## [What is expected]
Recast the lines below as a JSON list of strings, one string per line, omitting any blank lines. Leave the pictures out of the answer.

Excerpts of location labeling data
:::::

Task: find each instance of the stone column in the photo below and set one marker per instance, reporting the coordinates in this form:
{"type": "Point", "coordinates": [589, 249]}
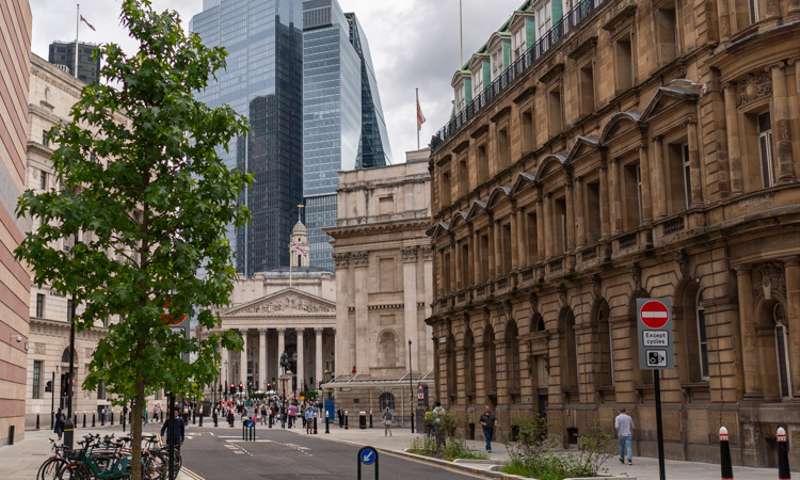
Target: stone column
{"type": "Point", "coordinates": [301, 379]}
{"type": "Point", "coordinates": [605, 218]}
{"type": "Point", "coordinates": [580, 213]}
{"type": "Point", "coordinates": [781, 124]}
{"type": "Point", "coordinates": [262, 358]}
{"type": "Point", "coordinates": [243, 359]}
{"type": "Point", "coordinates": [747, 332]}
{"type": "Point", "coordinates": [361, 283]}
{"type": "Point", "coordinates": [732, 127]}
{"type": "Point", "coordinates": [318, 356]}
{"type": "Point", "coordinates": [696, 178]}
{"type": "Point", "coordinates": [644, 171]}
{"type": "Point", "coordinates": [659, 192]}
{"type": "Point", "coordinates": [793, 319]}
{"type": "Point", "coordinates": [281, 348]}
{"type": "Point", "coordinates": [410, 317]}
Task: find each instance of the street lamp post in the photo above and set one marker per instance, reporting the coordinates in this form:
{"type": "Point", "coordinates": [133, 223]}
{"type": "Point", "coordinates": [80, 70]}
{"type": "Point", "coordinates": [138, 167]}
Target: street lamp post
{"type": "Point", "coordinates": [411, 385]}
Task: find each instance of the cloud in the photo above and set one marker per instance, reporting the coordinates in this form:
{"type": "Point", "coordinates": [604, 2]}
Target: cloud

:::::

## [Result of the exercise]
[
  "Task: find each instance of the stone column in the photo below and set one marker per instance, reporting the coordinates in this form:",
  "{\"type\": \"Point\", \"coordinates\": [589, 249]}",
  "Target: stone column",
  "{\"type\": \"Point\", \"coordinates\": [301, 379]}",
  "{\"type\": \"Point\", \"coordinates\": [605, 218]}",
  "{\"type\": \"Point\", \"coordinates\": [580, 213]}",
  "{\"type\": \"Point\", \"coordinates\": [781, 124]}",
  "{\"type\": \"Point\", \"coordinates\": [262, 358]}",
  "{\"type\": \"Point\", \"coordinates\": [243, 359]}",
  "{\"type\": \"Point\", \"coordinates\": [747, 332]}",
  "{\"type\": \"Point\", \"coordinates\": [361, 283]}",
  "{\"type\": \"Point\", \"coordinates\": [732, 127]}",
  "{\"type\": \"Point\", \"coordinates\": [318, 356]}",
  "{\"type\": \"Point\", \"coordinates\": [696, 178]}",
  "{\"type\": \"Point\", \"coordinates\": [644, 171]}",
  "{\"type\": \"Point\", \"coordinates\": [659, 192]}",
  "{\"type\": \"Point\", \"coordinates\": [793, 319]}",
  "{\"type\": \"Point\", \"coordinates\": [281, 348]}",
  "{\"type\": \"Point\", \"coordinates\": [410, 317]}",
  "Task: find each instance of the street lamp post in the photo above and set one marker per instance, reporting the coordinates in this form:",
  "{\"type\": \"Point\", \"coordinates\": [133, 223]}",
  "{\"type\": \"Point\", \"coordinates\": [80, 70]}",
  "{\"type\": \"Point\", \"coordinates\": [138, 167]}",
  "Target: street lamp post",
  "{\"type\": \"Point\", \"coordinates\": [411, 385]}",
  "Task: find each instance of the cloud in the photo above and set one marker per instance, reporting the coordinates in this form:",
  "{\"type\": \"Point\", \"coordinates\": [604, 2]}",
  "Target: cloud"
]